Return the full material exactly.
[Start of Source data]
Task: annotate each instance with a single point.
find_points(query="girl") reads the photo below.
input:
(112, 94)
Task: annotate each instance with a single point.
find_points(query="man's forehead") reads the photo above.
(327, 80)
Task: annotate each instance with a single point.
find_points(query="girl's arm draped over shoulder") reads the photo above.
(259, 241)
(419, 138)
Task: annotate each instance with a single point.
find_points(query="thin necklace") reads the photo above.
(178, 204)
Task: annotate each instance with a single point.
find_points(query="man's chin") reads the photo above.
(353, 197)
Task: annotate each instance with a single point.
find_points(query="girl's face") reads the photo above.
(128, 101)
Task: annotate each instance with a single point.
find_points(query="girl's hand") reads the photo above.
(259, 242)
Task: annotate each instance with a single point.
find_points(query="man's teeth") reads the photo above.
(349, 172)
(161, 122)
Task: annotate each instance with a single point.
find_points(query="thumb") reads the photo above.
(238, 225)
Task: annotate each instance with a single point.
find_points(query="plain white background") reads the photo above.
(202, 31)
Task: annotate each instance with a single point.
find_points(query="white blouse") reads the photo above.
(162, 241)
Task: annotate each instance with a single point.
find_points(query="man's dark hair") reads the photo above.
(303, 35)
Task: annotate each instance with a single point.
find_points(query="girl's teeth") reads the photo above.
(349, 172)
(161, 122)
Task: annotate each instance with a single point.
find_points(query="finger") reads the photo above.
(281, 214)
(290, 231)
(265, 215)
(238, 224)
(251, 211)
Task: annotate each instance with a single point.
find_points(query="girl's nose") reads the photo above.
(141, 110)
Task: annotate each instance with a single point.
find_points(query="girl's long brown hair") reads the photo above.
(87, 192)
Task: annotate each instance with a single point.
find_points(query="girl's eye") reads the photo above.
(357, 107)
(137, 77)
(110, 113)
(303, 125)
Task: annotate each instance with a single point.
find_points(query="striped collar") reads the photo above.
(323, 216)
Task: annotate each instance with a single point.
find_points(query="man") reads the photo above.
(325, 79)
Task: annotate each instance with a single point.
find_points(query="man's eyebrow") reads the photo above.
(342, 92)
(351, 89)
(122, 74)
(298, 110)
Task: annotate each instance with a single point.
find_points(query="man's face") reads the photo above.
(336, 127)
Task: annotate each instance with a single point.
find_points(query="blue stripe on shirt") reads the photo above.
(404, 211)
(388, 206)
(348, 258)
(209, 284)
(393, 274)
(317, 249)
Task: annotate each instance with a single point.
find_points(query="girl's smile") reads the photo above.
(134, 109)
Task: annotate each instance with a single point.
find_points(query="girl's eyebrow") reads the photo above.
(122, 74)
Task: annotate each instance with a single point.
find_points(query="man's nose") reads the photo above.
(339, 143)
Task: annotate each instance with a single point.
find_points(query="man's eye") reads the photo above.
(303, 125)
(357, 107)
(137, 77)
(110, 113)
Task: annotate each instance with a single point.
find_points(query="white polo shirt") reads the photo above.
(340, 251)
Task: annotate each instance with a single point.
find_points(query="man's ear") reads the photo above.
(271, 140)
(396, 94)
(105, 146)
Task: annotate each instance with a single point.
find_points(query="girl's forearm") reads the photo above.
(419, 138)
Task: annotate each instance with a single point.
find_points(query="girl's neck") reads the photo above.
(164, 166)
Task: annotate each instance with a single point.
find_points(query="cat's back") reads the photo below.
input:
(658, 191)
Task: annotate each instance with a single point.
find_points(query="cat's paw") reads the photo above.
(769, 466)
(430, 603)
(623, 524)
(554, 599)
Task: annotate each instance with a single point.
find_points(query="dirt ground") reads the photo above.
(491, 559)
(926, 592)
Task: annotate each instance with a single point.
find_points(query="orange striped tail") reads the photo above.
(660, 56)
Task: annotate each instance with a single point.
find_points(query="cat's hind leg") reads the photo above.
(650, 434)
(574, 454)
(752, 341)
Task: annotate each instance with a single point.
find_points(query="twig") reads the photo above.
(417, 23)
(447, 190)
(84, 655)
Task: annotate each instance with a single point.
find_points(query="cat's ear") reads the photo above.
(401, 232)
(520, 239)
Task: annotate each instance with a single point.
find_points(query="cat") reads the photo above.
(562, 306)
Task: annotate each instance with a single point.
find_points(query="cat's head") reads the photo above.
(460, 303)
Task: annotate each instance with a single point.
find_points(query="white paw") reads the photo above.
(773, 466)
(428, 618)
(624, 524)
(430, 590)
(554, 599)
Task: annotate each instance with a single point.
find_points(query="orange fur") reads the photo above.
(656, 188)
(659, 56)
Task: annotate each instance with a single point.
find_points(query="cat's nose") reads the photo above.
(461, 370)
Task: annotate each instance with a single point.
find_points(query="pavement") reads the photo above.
[End of Source data]
**Reply to the exercise:**
Task: annotate each instance with a single point.
find_points(query="girl") reads the photo below.
input:
(112, 94)
Task: annotate each instance with a single point.
find_points(query="man's forehead") reads the photo above.
(327, 80)
Task: annotate each instance with a single point.
find_points(query="girl's arm draped over shoulder") reads the photo above.
(259, 241)
(419, 138)
Task: annotate each instance with a single point.
find_points(query="thin necklace") reads the photo above.
(178, 204)
Task: annotate each instance with a single point.
find_points(query="man's chin") reads the photo above.
(353, 197)
Task: annotate each instance with a single point.
find_points(query="girl's face") reads the photo above.
(128, 101)
Task: annotate each instance with a single point.
find_points(query="girl's hand") reads the photo above.
(259, 242)
Task: annotate each instance with a single point.
find_points(query="man's teeth") reads the photo above.
(349, 172)
(161, 122)
Task: annotate each instance with a single point.
find_points(query="thumb") reads the photo above.
(238, 225)
Task: annotate each instance with a single point.
find_points(query="plain white background") reads the photo above.
(202, 31)
Task: annotate each instance with a single point.
find_points(query="white blouse") reads the photo above.
(162, 241)
Task: annotate each instance with a single point.
find_points(query="man's dark hair") reads the photo above.
(303, 35)
Task: annotate each instance with a single point.
find_points(query="girl's teeth") reads the photo above.
(349, 172)
(161, 122)
Task: annotate each instance with a single point.
find_points(query="finger") reads the photo above.
(281, 214)
(290, 231)
(265, 215)
(238, 224)
(251, 211)
Task: annotate each instance with a single point.
find_points(query="girl's nose") reads the photo above.
(141, 110)
Task: annotate each instance with a single point.
find_points(query="girl's long brown hair") reads the photo above.
(87, 192)
Task: annotate each instance with a single point.
find_points(query="girl's eye") reads the photo above.
(357, 107)
(137, 77)
(110, 113)
(303, 125)
Task: annotate each instance with a single point.
find_points(query="striped collar") reads the photo above.
(323, 216)
Task: annotate each instance with a single point.
find_points(query="man") reads the photo above.
(325, 79)
Task: annotate each instance with a single point.
find_points(query="man's eyebrow") reads the photo above.
(342, 92)
(351, 89)
(122, 74)
(298, 110)
Task: annotate each instance with a single point.
find_points(query="man's face") reads the photo above.
(336, 127)
Task: annotate each instance with a single point.
find_points(query="blue stripe on shirt") reads the photo above.
(404, 211)
(388, 206)
(348, 258)
(209, 284)
(393, 274)
(317, 249)
Task: annotate each instance with a single point.
find_points(query="girl's smile") reads the photo above.
(134, 109)
Task: annotate each instance with a single point.
find_points(query="girl's eyebrow") reads the photo above.
(122, 74)
Task: annotate each instance with a single point.
find_points(query="man's nose") reads the photo above.
(339, 143)
Task: annotate each instance with a single point.
find_points(query="man's eye") reads the photo above.
(303, 125)
(357, 107)
(137, 77)
(110, 113)
Task: annotate each instance with a single point.
find_points(query="white polo shirt") reads the photo above.
(340, 251)
Task: annotate each instance with a single point.
find_points(query="man's ear") reads the photo above.
(271, 140)
(396, 94)
(105, 146)
Task: annotate each instance with a single point.
find_points(query="girl's forearm") reads the photo above.
(419, 138)
Task: annotate each instance with a single point.
find_points(query="girl's neck") reads the photo above.
(164, 166)
Task: annotate each instance with a single point.
find_points(query="cat's back") reads the photo below.
input:
(658, 191)
Task: annotate each instance with a single point.
find_points(query="cat's paw") reads the photo above.
(769, 466)
(430, 603)
(623, 524)
(554, 599)
Task: annotate each instance with a single point.
find_points(query="dirt ground") reads the photo above.
(491, 559)
(926, 592)
Task: annotate each instance with a single point.
find_points(query="orange striped tail") reads the photo above.
(660, 56)
Task: annotate each instance with a single point.
find_points(query="cat's hind leg") reads the photo above.
(650, 434)
(574, 454)
(752, 341)
Task: annotate each instance with a single point.
find_points(query="twig") reads the photo above.
(417, 23)
(447, 190)
(84, 655)
Task: annotate each instance with a single point.
find_points(query="cat's ear") reads the photo above.
(401, 232)
(520, 239)
Task: annotate each instance with a single point.
find_points(query="cat") reads the photo above.
(562, 306)
Task: annotate each instance with a single point.
find_points(query="cat's head") reads the photo above.
(460, 303)
Task: annotate each instance with a single point.
find_points(query="white paw") reads the photo above.
(773, 466)
(428, 618)
(624, 524)
(430, 590)
(554, 599)
Task: annotate each instance with a single point.
find_points(query="orange fur") reads the photo above.
(656, 188)
(659, 56)
Task: annotate each instance with a single point.
find_points(query="cat's nose") reads the photo above.
(461, 370)
Task: annotate each instance with a single point.
find_points(query="pavement") reads the photo above.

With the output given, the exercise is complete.